# [PROBLEM STATEMENT]
Write out the entries below exactly, but only from the line containing "Target: night sky" through the line containing "Identify the rock face in", and without the pictures.

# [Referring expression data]
___

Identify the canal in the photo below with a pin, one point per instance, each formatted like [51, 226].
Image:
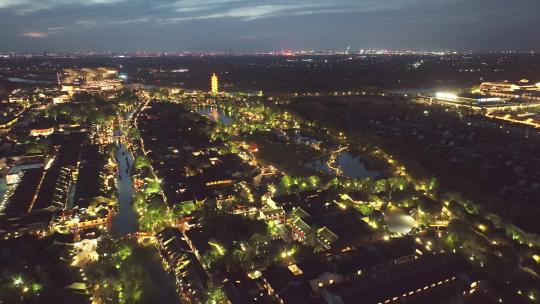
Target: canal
[161, 287]
[350, 166]
[216, 114]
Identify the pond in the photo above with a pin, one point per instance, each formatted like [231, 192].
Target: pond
[216, 114]
[351, 166]
[27, 81]
[161, 284]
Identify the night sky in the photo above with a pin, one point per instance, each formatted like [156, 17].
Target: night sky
[246, 26]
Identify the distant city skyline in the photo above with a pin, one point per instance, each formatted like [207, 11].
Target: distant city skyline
[257, 26]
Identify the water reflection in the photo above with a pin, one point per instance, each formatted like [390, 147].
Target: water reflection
[216, 114]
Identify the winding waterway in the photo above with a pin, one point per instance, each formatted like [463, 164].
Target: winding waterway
[161, 285]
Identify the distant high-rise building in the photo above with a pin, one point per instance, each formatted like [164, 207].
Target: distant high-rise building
[214, 84]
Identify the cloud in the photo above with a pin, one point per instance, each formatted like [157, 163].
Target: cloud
[35, 35]
[237, 9]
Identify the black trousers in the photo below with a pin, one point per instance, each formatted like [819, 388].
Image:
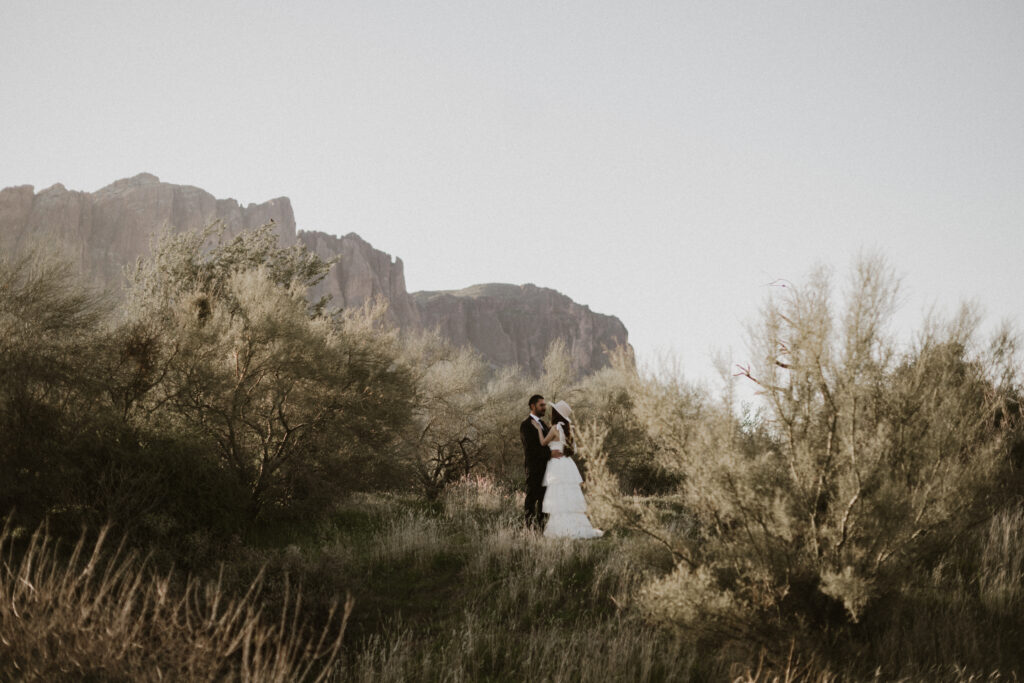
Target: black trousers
[535, 499]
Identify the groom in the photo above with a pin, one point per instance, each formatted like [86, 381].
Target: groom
[537, 460]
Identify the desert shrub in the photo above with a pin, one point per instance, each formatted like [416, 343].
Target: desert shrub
[297, 401]
[614, 398]
[466, 415]
[99, 615]
[50, 331]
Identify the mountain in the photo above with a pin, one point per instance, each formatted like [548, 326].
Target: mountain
[103, 230]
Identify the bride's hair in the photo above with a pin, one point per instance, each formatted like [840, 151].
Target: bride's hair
[556, 417]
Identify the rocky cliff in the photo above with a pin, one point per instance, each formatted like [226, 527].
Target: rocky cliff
[515, 325]
[111, 227]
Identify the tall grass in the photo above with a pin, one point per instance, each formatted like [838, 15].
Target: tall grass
[93, 614]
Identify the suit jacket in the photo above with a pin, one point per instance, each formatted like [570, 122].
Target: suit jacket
[537, 455]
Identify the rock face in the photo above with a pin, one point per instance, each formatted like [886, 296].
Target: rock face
[361, 273]
[109, 228]
[515, 325]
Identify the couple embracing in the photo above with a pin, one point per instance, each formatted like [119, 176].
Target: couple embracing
[552, 478]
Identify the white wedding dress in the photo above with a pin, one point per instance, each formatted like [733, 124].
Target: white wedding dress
[563, 499]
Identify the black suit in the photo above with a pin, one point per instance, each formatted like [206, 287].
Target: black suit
[536, 462]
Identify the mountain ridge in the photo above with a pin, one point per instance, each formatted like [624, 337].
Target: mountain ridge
[105, 229]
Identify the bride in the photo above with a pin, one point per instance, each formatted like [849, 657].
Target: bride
[563, 500]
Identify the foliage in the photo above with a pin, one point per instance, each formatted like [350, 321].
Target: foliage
[98, 615]
[868, 462]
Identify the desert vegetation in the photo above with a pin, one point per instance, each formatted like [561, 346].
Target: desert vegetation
[212, 476]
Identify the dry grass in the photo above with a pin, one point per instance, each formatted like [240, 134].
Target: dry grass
[95, 614]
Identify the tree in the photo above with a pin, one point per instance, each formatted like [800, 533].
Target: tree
[285, 391]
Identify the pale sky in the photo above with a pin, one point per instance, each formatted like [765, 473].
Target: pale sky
[658, 161]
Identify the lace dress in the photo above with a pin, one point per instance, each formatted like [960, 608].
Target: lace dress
[563, 499]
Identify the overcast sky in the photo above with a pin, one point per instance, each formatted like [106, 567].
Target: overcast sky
[658, 161]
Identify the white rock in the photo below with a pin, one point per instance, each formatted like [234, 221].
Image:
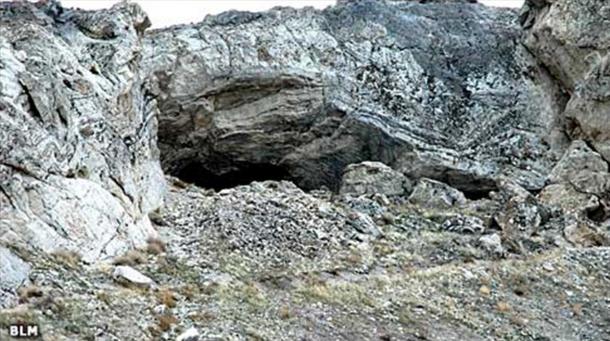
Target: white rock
[190, 334]
[129, 274]
[492, 243]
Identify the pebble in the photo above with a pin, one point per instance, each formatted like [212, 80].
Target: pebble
[190, 334]
[131, 275]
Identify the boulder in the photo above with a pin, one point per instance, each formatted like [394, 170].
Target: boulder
[301, 94]
[13, 272]
[435, 194]
[130, 276]
[369, 178]
[570, 38]
[79, 165]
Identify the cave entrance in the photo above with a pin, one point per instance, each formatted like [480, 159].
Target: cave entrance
[198, 174]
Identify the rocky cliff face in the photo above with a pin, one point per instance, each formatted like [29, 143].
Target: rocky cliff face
[572, 40]
[442, 90]
[444, 172]
[79, 167]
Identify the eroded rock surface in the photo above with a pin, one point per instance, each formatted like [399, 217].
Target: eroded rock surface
[441, 90]
[426, 128]
[572, 40]
[79, 166]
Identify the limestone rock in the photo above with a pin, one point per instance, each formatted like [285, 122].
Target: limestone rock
[492, 243]
[577, 160]
[190, 334]
[571, 39]
[13, 272]
[301, 94]
[374, 178]
[435, 194]
[130, 275]
[79, 165]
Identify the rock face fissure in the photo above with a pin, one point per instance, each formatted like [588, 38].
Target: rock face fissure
[79, 164]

___

# [OUTPUT FOR THIS EXERCISE]
Target: night sky
[246, 26]
Identify the distant city skyline in the photo above with a pin, one point per instance, each formatted like [207, 11].
Target: distant city skyline
[257, 26]
Identify the water reflection in the photo above with a pin, one point per instance, each formatted like [390, 147].
Target: water reflection
[216, 114]
Identify the winding waterway in the photo above with a pin, one point per instance, each formatted like [463, 164].
Target: winding waterway
[161, 285]
Identify the distant high-rise building in the photo above with a pin, one point per instance, each formatted like [164, 207].
Target: distant high-rise building
[214, 84]
Identify the cloud in the photo above with a pin, one point per instance, each formatted like [157, 163].
Target: cloud
[35, 35]
[237, 9]
Identify the black trousers in the photo below with a pin, one point per instance, each formatted like [819, 388].
Image:
Target: black trousers
[535, 499]
Identify the groom in the photo above with a pin, one point per instance, each formatted like [86, 381].
Target: groom
[537, 460]
Identify the desert shrub in the photo above with a pin, one point per instance, each formatted like [416, 343].
Target: desert shrub
[297, 401]
[614, 398]
[466, 415]
[99, 615]
[50, 331]
Identify the mountain in the photo above with a pin, one point per instance, each formatted like [548, 326].
Target: mountain
[103, 230]
Identify the bride's hair in the photo above with a pin, one point per instance, each formatted like [840, 151].
Target: bride's hair
[556, 417]
Identify the rocky cliff in the photo above with a pin, one point per instance, each formatted like [226, 527].
Target: rocky cliff
[515, 325]
[111, 227]
Identify the tall grass in the photo above with a pin, one point per instance, each formatted like [838, 15].
Target: tall grass
[93, 614]
Identify the suit jacket in the photo above with a pin, one point per instance, each formatted like [570, 122].
Target: suit jacket
[537, 455]
Identify the rock face in the photo above with a pin, one point per instance, each formatted like [886, 296].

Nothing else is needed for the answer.